Records shown >>
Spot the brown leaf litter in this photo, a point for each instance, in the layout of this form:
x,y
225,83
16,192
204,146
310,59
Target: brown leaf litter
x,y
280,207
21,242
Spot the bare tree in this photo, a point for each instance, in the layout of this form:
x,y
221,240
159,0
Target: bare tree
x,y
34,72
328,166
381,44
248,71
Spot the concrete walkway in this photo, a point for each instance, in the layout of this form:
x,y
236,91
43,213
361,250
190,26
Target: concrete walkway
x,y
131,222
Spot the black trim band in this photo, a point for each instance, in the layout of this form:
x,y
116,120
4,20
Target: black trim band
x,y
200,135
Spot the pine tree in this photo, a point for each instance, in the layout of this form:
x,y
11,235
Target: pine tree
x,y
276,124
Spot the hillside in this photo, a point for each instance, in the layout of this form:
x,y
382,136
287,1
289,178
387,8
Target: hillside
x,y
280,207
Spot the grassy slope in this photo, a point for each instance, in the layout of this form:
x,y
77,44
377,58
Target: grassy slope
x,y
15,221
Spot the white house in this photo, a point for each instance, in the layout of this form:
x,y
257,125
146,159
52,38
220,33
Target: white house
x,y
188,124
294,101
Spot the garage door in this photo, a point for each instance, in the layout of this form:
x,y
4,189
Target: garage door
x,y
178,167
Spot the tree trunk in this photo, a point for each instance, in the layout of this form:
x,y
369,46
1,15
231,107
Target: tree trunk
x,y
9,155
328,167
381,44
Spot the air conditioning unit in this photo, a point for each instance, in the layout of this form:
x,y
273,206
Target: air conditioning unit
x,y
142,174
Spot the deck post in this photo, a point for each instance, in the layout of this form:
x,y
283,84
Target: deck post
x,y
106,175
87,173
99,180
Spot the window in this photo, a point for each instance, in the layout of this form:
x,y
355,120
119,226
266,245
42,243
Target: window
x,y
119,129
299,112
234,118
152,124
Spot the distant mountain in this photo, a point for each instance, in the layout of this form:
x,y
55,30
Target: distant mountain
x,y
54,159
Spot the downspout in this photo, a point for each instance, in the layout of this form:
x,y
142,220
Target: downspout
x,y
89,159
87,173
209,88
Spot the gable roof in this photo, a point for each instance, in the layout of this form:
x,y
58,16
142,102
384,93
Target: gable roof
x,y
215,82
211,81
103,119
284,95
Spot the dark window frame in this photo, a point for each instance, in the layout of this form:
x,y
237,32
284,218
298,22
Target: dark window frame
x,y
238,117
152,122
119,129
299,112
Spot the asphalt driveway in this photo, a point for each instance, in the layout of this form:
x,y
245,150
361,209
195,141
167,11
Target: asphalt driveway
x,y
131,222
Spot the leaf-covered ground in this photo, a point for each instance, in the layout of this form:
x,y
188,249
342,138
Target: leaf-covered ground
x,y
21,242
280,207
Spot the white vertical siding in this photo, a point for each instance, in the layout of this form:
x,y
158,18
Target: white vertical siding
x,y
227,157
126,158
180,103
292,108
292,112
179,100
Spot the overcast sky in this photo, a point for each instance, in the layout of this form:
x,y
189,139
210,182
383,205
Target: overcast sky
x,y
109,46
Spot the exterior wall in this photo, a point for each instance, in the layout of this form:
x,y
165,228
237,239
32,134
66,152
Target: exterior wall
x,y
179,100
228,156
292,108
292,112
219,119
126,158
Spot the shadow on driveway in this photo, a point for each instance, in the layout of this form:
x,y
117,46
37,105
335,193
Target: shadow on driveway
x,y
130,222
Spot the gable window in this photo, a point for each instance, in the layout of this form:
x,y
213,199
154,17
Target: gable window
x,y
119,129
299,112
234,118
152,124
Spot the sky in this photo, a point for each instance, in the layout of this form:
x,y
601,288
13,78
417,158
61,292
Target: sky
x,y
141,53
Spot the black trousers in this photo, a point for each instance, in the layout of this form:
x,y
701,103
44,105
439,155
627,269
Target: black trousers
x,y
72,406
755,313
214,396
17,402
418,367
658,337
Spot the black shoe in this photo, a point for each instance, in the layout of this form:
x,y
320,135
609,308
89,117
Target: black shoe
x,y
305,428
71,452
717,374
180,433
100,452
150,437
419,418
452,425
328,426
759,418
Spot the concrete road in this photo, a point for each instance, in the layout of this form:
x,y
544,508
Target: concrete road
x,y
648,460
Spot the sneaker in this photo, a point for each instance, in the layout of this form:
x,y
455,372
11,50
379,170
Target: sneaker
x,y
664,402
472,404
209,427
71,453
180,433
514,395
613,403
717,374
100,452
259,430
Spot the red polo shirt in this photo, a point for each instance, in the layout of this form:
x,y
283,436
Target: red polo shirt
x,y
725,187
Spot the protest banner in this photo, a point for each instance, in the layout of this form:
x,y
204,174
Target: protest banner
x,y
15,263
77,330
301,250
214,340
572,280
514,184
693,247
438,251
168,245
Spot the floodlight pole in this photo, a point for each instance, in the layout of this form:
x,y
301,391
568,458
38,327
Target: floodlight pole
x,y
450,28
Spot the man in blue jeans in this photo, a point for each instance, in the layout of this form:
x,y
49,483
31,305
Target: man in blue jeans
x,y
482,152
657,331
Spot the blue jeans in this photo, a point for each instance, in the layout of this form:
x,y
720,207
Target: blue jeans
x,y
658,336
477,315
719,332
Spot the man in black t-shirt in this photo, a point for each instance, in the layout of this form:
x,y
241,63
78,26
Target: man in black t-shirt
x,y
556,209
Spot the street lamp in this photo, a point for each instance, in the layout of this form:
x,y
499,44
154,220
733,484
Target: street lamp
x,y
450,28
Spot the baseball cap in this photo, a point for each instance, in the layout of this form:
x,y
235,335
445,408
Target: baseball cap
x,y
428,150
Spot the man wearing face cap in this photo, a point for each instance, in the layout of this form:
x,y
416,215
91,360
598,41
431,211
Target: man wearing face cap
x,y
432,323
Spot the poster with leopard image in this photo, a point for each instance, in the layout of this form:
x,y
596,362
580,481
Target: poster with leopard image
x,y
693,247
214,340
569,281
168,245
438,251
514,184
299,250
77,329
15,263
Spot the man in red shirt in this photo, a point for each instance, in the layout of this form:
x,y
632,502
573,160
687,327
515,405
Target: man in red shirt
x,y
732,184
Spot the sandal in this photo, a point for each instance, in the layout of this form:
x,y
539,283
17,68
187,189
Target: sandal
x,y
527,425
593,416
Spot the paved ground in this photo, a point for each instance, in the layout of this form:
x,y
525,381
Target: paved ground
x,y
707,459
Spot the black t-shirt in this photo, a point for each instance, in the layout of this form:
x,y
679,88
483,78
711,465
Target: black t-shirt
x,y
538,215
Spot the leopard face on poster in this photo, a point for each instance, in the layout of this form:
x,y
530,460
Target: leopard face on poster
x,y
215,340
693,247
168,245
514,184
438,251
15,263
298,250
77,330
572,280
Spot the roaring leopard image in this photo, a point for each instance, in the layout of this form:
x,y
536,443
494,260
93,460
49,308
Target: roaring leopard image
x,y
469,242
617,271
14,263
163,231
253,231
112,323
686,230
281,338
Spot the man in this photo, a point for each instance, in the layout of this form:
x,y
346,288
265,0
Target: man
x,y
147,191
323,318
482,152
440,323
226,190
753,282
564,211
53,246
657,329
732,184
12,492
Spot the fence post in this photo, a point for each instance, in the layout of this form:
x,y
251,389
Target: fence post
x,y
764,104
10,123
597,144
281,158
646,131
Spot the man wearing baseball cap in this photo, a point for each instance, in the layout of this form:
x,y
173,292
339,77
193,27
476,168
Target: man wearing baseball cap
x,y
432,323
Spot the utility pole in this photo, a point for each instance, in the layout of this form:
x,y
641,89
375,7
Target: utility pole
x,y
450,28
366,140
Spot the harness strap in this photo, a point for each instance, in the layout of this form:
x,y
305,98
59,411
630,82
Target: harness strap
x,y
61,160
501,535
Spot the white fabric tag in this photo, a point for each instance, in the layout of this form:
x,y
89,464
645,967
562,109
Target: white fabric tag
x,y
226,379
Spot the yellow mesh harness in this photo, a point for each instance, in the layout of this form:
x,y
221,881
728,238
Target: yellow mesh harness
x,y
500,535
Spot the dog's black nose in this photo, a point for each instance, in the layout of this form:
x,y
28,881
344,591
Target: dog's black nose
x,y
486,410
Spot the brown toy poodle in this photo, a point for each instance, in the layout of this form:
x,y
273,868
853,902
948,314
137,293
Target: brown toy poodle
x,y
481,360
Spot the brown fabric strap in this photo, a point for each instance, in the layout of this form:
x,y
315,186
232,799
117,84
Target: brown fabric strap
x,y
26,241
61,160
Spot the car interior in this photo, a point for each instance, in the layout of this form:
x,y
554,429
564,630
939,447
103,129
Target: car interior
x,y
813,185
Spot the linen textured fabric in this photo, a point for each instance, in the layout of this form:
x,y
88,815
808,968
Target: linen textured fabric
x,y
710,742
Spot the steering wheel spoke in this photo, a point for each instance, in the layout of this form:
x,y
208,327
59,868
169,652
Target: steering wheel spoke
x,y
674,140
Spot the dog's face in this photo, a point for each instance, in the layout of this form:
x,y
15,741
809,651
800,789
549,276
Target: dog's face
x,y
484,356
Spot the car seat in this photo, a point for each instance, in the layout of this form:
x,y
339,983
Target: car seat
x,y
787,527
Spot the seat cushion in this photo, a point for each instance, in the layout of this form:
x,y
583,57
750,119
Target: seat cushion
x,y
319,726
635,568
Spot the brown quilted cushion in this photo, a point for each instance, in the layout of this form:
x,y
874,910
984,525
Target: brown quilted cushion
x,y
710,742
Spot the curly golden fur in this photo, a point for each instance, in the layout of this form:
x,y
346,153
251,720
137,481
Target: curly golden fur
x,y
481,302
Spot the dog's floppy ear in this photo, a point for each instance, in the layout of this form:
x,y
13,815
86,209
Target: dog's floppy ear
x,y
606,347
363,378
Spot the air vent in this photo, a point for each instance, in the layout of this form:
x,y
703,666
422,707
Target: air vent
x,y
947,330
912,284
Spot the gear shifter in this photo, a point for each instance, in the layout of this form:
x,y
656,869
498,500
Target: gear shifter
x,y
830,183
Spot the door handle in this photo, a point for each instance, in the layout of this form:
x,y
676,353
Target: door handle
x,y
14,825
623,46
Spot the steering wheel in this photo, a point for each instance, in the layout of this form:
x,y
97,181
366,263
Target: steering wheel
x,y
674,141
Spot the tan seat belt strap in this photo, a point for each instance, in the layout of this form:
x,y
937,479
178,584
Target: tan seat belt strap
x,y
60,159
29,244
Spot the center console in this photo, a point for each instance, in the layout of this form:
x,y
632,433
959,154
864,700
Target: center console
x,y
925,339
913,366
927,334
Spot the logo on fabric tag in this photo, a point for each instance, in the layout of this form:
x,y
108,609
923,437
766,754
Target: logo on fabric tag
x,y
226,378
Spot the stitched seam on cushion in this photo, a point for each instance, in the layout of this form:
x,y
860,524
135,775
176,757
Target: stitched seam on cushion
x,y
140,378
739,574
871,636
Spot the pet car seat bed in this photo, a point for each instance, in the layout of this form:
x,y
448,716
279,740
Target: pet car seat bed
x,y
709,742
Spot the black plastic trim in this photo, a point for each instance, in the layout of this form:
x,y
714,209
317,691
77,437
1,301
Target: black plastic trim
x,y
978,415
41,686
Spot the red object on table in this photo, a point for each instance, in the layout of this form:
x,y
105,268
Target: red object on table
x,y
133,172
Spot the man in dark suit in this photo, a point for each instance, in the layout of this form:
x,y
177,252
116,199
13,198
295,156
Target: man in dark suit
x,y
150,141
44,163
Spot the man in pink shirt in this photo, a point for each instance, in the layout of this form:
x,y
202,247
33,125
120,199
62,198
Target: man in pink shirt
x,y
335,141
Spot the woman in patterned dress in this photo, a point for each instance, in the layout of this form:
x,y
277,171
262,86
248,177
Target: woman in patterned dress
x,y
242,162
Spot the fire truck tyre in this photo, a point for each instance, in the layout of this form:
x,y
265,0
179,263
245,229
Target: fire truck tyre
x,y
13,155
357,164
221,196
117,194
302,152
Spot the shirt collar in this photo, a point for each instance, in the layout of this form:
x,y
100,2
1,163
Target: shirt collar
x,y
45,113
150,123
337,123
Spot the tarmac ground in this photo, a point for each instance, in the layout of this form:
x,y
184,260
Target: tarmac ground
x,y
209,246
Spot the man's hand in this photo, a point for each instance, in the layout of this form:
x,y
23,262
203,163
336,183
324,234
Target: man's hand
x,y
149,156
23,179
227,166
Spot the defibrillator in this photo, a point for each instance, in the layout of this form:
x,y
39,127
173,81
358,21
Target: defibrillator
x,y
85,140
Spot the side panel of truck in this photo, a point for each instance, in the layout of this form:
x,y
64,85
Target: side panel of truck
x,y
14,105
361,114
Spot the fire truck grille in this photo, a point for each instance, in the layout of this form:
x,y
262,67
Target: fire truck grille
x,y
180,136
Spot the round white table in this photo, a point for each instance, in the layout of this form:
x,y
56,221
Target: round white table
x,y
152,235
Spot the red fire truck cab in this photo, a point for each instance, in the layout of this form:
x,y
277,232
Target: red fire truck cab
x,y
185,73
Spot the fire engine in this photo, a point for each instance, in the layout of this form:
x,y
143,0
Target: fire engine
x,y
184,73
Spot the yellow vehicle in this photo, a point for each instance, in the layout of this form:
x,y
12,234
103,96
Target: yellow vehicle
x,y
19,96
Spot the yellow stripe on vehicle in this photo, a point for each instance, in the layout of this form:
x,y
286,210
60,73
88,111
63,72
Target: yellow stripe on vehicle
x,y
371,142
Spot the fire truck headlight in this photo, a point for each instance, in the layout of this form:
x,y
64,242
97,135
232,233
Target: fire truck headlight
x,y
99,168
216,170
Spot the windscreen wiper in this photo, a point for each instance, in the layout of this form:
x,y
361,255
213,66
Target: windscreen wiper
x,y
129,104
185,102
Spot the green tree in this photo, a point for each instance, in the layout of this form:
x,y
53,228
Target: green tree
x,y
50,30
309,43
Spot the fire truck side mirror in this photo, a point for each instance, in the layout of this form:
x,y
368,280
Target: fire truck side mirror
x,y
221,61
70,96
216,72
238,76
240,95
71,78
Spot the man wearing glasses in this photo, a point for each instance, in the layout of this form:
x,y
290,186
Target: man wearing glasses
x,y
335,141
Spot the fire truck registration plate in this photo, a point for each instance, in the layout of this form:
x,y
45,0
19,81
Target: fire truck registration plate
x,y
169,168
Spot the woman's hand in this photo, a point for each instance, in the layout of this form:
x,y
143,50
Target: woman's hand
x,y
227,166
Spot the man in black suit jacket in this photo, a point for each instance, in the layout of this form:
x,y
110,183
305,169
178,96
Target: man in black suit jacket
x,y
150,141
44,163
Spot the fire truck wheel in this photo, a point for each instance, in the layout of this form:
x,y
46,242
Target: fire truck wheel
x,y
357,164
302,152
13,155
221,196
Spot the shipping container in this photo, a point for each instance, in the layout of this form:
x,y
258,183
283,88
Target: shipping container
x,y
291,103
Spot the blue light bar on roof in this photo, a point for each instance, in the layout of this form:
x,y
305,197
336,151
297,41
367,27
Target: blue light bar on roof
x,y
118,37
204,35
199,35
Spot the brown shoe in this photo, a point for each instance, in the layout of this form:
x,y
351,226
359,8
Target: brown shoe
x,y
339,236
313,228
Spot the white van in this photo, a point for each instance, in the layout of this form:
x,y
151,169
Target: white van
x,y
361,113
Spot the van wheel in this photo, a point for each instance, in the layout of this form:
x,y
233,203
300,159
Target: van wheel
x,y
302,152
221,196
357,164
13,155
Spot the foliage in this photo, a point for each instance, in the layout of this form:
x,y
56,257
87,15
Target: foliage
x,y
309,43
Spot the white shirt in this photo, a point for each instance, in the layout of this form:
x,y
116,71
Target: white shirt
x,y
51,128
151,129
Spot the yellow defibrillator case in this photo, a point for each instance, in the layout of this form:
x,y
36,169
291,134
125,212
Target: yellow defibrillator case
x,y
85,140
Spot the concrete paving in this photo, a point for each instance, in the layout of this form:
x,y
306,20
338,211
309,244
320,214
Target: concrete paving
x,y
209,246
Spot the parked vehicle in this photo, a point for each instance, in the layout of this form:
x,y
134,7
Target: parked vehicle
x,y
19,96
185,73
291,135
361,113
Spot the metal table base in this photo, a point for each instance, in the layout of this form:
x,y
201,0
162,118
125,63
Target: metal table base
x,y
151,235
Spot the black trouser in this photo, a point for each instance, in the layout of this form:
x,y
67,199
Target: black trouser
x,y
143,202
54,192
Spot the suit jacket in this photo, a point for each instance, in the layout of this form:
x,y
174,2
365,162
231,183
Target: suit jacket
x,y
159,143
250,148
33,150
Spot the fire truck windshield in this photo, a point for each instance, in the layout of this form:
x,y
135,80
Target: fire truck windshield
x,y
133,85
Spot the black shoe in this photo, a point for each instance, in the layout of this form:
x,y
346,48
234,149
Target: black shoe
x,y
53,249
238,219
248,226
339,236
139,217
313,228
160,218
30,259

Your instructions >> Please switch "fire truck" to "fire engine" in the material starting at the line containing "Spot the suit" and ending at the last line of the material. Give back only those lines, with nothing else altered.

Finished exercise >>
Spot the suit jacket in this photo, a point for each instance, in the layout of this form:
x,y
174,2
365,162
231,183
Target: suit jacket
x,y
159,143
250,148
33,150
Spot the fire engine windshield in this photo, a point for each instance, in the layout of this form:
x,y
135,80
Target: fire engine windshield
x,y
133,85
Spot the black shoe in this photo, a point for each instance, in the layout of this form:
x,y
346,48
234,149
Target: black shoe
x,y
53,249
238,219
248,226
339,236
139,217
313,228
160,218
30,259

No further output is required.